____ ENTRIES PROVIDED

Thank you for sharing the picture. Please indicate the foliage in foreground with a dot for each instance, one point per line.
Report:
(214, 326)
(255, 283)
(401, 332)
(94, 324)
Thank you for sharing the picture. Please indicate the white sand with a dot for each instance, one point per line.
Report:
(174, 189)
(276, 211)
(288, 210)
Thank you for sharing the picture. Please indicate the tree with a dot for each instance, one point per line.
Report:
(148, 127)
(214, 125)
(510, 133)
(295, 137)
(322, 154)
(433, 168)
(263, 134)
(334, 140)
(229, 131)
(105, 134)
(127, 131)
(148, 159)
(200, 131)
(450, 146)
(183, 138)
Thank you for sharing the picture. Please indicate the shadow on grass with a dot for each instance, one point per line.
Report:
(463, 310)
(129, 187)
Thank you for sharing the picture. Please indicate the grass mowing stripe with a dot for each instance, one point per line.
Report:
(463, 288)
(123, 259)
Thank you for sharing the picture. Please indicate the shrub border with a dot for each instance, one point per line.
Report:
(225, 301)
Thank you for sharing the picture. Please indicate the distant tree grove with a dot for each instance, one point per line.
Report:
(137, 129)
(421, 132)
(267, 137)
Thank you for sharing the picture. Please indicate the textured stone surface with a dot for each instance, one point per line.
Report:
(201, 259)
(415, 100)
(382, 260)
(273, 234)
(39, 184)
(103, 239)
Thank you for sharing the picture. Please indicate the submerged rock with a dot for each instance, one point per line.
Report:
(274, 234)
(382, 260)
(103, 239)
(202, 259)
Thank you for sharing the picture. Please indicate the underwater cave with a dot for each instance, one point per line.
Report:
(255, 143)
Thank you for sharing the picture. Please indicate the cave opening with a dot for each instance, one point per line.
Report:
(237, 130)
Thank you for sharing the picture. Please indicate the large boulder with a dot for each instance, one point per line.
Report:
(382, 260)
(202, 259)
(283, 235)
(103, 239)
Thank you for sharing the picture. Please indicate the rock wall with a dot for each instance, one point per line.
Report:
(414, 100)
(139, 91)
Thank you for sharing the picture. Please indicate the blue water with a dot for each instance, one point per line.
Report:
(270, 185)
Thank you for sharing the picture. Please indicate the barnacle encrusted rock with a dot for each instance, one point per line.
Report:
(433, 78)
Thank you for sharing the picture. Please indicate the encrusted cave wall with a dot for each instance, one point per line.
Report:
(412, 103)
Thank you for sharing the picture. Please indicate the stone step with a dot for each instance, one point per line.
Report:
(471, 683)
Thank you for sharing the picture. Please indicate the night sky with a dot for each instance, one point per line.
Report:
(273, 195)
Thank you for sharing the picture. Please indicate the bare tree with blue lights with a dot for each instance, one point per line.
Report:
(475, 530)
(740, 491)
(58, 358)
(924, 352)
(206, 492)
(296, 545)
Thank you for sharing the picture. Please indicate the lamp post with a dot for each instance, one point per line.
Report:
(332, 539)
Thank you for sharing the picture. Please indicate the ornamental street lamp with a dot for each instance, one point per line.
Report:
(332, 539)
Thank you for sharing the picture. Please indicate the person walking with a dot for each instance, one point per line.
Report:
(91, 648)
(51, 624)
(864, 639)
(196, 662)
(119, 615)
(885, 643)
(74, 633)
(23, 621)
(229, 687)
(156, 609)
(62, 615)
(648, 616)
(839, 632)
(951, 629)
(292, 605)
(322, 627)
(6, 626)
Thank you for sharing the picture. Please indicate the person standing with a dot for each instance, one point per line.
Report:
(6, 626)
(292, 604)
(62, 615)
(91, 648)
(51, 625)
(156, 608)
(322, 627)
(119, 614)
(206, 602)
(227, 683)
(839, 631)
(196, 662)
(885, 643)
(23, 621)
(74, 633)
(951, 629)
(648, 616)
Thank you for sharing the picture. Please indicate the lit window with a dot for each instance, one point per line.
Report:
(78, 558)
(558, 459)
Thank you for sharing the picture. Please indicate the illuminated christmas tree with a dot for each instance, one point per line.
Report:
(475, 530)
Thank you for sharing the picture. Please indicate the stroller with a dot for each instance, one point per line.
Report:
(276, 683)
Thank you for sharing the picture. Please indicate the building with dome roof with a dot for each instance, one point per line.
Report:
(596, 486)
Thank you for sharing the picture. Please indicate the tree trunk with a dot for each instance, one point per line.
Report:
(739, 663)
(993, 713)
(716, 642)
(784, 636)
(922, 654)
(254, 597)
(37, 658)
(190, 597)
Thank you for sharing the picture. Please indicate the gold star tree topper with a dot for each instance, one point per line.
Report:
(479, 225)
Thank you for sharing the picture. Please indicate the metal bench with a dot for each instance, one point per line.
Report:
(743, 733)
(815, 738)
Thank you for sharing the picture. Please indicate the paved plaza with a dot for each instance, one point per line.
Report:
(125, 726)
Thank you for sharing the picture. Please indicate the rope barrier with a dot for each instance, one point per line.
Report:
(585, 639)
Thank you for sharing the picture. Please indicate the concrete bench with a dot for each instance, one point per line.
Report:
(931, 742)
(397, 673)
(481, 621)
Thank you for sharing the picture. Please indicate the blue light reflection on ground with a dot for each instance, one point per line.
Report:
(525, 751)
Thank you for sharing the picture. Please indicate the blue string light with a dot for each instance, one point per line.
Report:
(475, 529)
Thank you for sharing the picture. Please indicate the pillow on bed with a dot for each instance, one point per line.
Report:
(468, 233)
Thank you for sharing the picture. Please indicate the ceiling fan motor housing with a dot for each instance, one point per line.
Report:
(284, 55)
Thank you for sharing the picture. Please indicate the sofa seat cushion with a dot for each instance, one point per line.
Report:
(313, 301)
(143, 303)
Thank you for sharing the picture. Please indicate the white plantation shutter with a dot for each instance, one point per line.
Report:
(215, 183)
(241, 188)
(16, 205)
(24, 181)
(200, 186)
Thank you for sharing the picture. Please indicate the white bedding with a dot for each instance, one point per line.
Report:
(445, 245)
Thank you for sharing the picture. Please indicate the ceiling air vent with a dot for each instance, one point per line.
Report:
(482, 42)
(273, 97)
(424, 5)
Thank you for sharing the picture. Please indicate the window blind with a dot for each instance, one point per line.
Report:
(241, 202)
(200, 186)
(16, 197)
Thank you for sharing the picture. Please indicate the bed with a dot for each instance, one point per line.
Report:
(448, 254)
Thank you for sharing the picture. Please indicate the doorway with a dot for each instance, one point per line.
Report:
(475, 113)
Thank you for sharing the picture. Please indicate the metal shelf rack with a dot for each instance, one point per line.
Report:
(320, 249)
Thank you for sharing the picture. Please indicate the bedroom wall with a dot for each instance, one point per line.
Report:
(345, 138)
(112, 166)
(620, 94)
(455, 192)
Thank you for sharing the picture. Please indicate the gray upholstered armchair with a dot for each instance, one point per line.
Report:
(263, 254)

________

EXERCISE REQUIREMENTS: Transcribe each of the records verbatim.

ANSWER SECTION:
Thank you for sharing the picture. Please indicate the foliage in foreground with a dot for each instance, one point per line.
Report:
(214, 326)
(255, 283)
(401, 332)
(94, 324)
Thank you for sharing the picture. Please indicate the white sand with a dot for each instance, one point per line.
Report:
(174, 189)
(276, 211)
(288, 210)
Thank you for sharing the picture. Please indicate the tree with a dot for each instance, one point per line.
Report:
(148, 127)
(214, 125)
(510, 133)
(295, 137)
(322, 154)
(433, 168)
(263, 134)
(334, 140)
(229, 131)
(105, 134)
(127, 131)
(148, 159)
(200, 131)
(450, 146)
(183, 138)
Thank you for sharing the picture. Please indicate the shadow on grass with a dot for each instance, one point per line.
Report:
(463, 310)
(129, 187)
Thank you for sharing the picture. Please indicate the grass mowing stripe with a dot for each instance, one point per line.
Report:
(463, 288)
(123, 259)
Thank you for sharing the picture. Please indicate the shrub border with a dot for each instance, one point per line.
Report:
(225, 301)
Thank you for sharing the picture. Please indicate the distant tree grove with a dot for each instance, one point per line.
Report:
(137, 129)
(421, 132)
(267, 137)
Thank you for sharing the picture. Please indicate the textured stone surface with a dot for each instance, one point per line.
Report:
(201, 259)
(415, 100)
(382, 260)
(273, 234)
(39, 184)
(103, 239)
Thank you for sharing the picture. Please indicate the submerged rock with a dot for each instance, one point per line.
Report:
(274, 234)
(382, 260)
(103, 239)
(202, 259)
Thank you for sharing the picture. Please indicate the underwater cave with a dot for each instance, one point per line.
Report:
(255, 143)
Thank you for sharing the picture. Please indicate the cave opening with a dot for each instance, one point per line.
Report:
(237, 130)
Thank you for sharing the picture. Please indicate the large boulder with a dot for each instance, one point per line.
Report:
(382, 260)
(202, 259)
(283, 235)
(103, 239)
Thank you for sharing the picture. Please indicate the rock wall with a dot for each instance, one point per line.
Report:
(414, 100)
(139, 91)
Thank you for sharing the picture. Please indicate the blue water with a dot for each instance, one point per line.
Report:
(270, 185)
Thank you for sharing the picture. Please indicate the barnacle encrusted rock with a dot for each instance, one point per line.
Report:
(433, 78)
Thank you for sharing the picture. Please indicate the encrusted cave wall with a dot for each instance, one point per line.
Report:
(412, 103)
Thank you for sharing the picture. Please indicate the stone step with a dot for each instance, one point per line.
Report:
(471, 683)
Thank you for sharing the picture. Please indicate the night sky with a dot for each instance, one point per line.
Report:
(273, 195)
Thank you for sharing the picture. Please indicate the bare tree with blue lights with a dot for each instance, one point per line.
Report:
(475, 530)
(740, 491)
(58, 358)
(924, 352)
(206, 492)
(296, 545)
Thank you for sharing the picture. Please indicate the lamp post with a dot for each instance, one point per line.
Report:
(332, 539)
Thank you for sharing the picture. Please indicate the ornamental street lamp with a dot for each instance, one point per line.
Report:
(332, 539)
Thank you for sharing the picture. Please indicate the person walking with a dot for each instance, one point per line.
Report:
(91, 648)
(51, 624)
(864, 639)
(196, 662)
(119, 615)
(885, 643)
(74, 633)
(23, 621)
(229, 687)
(156, 609)
(62, 615)
(648, 616)
(839, 632)
(951, 629)
(292, 605)
(322, 627)
(6, 626)
Thank you for sharing the picture. Please indicate the person standing with a dot for each instance, one point per line.
Report:
(6, 626)
(292, 604)
(62, 615)
(91, 648)
(51, 625)
(156, 608)
(322, 627)
(119, 614)
(206, 602)
(227, 683)
(839, 631)
(196, 662)
(885, 643)
(23, 621)
(74, 633)
(951, 629)
(648, 616)
Thank you for sharing the picture. Please indicate the lit window with a dot for each instance, one point per line.
Report:
(78, 558)
(558, 459)
Thank you for sharing the picture. Please indicate the illuminated christmas tree with a dot for each instance, one point per line.
Report:
(475, 530)
Thank you for sharing the picture. Please indicate the stroller with a dot for each instance, one point per line.
Report:
(276, 683)
Thank you for sharing the picture. Please indicate the building with dome roof with a dot for each instance, one point per line.
Report:
(596, 486)
Thank you for sharing the picture. Please indicate the tree trunk with a dot for each instance, one point per line.
Report:
(739, 663)
(993, 713)
(716, 642)
(784, 636)
(922, 654)
(254, 597)
(37, 658)
(190, 597)
Thank you for sharing the picture. Please indicate the gold star tree topper with a dot for each instance, one point per line.
Report:
(479, 225)
Thank you for sharing the picture. Please indicate the metal bench with a dot for each instance, one point per line.
Report:
(743, 733)
(815, 738)
Thank you for sharing the picture. Please indicate the paved plaza with a dot for each instance, one point per line.
Report:
(125, 726)
Thank you for sharing the picture. Please indicate the rope barrier with a dot for each instance, one point per line.
Report:
(585, 639)
Thank you for sharing the picture. Please indicate the concrete bench with a dot for each instance, one point per line.
Report:
(931, 742)
(397, 673)
(481, 621)
Thank you for sharing the picture. Please indicate the blue light reflection on ground with a dot for each instance, one point per line.
Report:
(525, 751)
Thank you for sharing the picture. Please indicate the blue string light with a dot for each instance, one point per line.
Report:
(475, 529)
Thank you for sharing the picture. Please indicate the pillow on bed with a dot for each instance, one point per line.
Report:
(468, 233)
Thank you for sharing the picture. Please indicate the ceiling fan motor housing with a dot for each instance, one point per line.
Report:
(284, 55)
Thank you for sharing the picture. Please indicate the sofa seat cushion with a dot for each instance, one point per line.
Report:
(313, 301)
(143, 303)
Thank you for sharing the picture. Please indicate the white plantation shutter with a dot for each instance, one point per line.
Report:
(215, 183)
(241, 188)
(16, 205)
(24, 181)
(200, 186)
Thank you for sharing the picture. Please indicate the white bedding with a dot for each instance, one point per line.
Report:
(445, 245)
Thank you for sharing the picture. Please indicate the ceiling air vent with a dot for each instance, one point per line.
Report:
(482, 42)
(273, 97)
(424, 5)
Thank you for sharing the picture. Please indicate the window blind with a dot for each instance, one point per line.
Report:
(241, 202)
(200, 186)
(16, 197)
Thank you for sharing the picture. Please indicate the bed with a dot for each instance, one point per line.
Report:
(448, 254)
Thank you for sharing the picture. Please indicate the doorway with a dot for each instance, one point per line.
Report:
(475, 113)
Thank you for sharing the picture. Please indicate the metal shelf rack with a dot for each instance, one point per line.
Report:
(320, 249)
Thank you for sharing the picture. Please indicate the bedroom wall with a dot for each instance, one point per line.
Report:
(345, 138)
(112, 166)
(620, 94)
(455, 192)
Thank you for sharing the picture. Please indicate the gray upholstered armchair with a dot for each instance, one point per line.
Report:
(263, 254)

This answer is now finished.